Starting at the line that contains "Detect shop awning.", return every line down to the end of the records below, exactly as written.

**MATERIAL TO PROCESS:**
========================================================================
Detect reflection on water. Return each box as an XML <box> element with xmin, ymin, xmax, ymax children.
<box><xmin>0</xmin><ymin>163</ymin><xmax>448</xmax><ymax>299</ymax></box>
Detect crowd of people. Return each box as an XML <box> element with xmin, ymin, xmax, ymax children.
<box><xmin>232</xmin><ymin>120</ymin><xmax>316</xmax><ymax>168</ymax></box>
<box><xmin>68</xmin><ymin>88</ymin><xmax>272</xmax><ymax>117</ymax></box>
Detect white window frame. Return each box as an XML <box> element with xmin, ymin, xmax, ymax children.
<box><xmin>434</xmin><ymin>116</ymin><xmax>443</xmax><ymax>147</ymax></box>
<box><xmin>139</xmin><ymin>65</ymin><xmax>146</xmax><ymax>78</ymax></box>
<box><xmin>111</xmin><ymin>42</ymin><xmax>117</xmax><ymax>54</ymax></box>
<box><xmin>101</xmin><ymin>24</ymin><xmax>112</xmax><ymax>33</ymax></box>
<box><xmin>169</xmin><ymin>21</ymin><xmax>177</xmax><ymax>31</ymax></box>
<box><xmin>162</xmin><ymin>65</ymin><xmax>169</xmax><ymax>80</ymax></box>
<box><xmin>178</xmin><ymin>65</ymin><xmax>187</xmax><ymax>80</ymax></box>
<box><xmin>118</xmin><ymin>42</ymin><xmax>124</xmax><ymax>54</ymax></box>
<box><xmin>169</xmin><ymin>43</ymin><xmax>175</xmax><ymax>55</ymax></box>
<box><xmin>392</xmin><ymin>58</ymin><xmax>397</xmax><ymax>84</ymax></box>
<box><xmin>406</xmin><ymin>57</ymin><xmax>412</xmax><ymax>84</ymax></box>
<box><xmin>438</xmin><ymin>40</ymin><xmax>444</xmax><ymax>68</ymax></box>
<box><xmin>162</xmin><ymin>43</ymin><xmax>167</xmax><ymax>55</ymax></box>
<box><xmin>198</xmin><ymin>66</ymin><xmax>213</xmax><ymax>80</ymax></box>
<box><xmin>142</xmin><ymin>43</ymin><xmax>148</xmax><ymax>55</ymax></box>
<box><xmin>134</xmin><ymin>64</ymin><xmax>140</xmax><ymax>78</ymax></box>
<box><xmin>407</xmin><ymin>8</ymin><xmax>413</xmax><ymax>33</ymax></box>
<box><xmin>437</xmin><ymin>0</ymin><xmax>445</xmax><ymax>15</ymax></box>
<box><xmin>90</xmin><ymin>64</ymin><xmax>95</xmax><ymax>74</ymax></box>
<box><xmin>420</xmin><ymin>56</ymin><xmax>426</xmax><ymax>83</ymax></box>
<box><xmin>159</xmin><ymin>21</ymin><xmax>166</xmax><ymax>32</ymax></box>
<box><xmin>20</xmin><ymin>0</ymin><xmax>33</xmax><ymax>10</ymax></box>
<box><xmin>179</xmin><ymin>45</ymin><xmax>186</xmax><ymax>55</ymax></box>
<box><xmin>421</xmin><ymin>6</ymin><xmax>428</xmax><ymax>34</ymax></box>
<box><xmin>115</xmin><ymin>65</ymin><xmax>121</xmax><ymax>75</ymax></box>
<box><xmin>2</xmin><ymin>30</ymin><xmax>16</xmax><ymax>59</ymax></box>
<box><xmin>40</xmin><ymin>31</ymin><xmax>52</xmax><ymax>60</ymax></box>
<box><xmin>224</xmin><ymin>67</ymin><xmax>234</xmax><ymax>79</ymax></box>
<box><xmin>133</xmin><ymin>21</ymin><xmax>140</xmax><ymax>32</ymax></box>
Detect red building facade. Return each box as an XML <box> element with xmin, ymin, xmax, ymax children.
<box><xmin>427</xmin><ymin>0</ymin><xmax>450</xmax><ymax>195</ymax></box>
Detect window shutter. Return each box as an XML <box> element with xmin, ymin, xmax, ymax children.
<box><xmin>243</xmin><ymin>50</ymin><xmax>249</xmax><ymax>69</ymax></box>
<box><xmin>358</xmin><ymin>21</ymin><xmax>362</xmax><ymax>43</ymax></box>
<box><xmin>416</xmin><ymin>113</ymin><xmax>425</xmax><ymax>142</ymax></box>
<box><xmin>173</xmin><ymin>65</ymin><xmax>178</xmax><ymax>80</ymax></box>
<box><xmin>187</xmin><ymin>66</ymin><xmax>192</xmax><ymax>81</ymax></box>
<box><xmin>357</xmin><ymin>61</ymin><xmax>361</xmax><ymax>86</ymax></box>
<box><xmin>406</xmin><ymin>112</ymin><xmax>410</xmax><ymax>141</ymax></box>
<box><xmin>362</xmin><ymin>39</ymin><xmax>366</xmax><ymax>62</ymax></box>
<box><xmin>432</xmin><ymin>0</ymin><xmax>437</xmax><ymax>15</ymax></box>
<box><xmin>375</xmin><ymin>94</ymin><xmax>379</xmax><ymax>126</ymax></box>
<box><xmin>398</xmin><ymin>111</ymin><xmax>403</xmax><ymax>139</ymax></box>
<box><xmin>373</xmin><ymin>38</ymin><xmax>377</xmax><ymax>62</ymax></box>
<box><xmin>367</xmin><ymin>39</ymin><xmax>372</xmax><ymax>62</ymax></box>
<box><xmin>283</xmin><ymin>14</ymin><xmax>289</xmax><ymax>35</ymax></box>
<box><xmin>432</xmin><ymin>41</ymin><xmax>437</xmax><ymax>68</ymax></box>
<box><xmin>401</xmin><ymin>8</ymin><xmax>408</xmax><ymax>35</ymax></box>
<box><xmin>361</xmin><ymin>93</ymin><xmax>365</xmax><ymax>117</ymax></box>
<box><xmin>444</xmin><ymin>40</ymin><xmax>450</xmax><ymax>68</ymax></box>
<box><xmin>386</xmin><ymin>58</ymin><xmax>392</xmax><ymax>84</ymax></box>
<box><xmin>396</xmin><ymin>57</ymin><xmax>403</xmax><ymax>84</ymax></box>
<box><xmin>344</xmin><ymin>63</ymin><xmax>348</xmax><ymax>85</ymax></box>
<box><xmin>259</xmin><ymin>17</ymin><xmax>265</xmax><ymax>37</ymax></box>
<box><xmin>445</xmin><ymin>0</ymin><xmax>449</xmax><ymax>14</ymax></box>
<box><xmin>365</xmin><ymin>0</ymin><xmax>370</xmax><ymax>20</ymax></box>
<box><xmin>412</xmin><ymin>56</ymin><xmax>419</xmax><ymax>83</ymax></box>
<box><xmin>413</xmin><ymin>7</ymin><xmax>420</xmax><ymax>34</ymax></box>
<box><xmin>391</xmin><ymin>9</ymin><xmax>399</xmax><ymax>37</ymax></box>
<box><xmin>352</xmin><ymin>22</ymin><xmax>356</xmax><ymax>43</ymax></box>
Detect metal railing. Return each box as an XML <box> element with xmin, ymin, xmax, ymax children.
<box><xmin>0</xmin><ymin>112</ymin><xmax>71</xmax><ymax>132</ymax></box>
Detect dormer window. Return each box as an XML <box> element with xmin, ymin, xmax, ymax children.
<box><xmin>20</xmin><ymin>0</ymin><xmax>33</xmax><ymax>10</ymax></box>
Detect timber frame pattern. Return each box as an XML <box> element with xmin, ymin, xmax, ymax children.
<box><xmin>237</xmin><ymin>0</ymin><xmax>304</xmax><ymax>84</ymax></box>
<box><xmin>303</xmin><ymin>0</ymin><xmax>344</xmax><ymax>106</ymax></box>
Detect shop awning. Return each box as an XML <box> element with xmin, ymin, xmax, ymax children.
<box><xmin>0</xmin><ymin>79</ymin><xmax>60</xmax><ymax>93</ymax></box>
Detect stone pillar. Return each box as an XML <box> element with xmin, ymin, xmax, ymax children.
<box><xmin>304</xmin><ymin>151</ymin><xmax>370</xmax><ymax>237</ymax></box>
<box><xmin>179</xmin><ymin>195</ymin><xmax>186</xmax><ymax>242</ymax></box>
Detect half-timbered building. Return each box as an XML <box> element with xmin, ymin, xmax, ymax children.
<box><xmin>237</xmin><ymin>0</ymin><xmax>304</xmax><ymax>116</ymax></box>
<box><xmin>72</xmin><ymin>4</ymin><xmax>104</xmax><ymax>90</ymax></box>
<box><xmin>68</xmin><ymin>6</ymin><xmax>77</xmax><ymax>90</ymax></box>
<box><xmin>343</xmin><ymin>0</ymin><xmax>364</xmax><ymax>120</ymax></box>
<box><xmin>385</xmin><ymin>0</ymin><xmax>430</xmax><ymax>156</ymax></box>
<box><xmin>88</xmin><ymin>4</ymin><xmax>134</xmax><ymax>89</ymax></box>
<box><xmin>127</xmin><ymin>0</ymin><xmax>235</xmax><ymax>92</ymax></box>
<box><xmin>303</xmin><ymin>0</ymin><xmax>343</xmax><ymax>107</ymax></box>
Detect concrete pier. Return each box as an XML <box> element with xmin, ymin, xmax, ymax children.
========================================================================
**TASK OUTPUT:**
Detect shop awning. Return each box as an XML <box> element with xmin, ymin, xmax, ymax children.
<box><xmin>0</xmin><ymin>79</ymin><xmax>60</xmax><ymax>93</ymax></box>
Detect stone pillar. Return each box as an XML <box> element with xmin, ymin, xmax, ymax children.
<box><xmin>304</xmin><ymin>151</ymin><xmax>370</xmax><ymax>237</ymax></box>
<box><xmin>179</xmin><ymin>195</ymin><xmax>186</xmax><ymax>242</ymax></box>
Detect half-timbered building. Return each box as an XML <box> element with xmin, ymin, xmax, ymax children.
<box><xmin>237</xmin><ymin>0</ymin><xmax>304</xmax><ymax>116</ymax></box>
<box><xmin>72</xmin><ymin>4</ymin><xmax>104</xmax><ymax>90</ymax></box>
<box><xmin>68</xmin><ymin>6</ymin><xmax>77</xmax><ymax>90</ymax></box>
<box><xmin>343</xmin><ymin>0</ymin><xmax>364</xmax><ymax>120</ymax></box>
<box><xmin>385</xmin><ymin>0</ymin><xmax>430</xmax><ymax>156</ymax></box>
<box><xmin>88</xmin><ymin>4</ymin><xmax>134</xmax><ymax>89</ymax></box>
<box><xmin>127</xmin><ymin>0</ymin><xmax>235</xmax><ymax>92</ymax></box>
<box><xmin>303</xmin><ymin>0</ymin><xmax>343</xmax><ymax>107</ymax></box>
Detect concrete pier. Return each box as an XML <box> element with xmin, ymin, xmax, ymax children.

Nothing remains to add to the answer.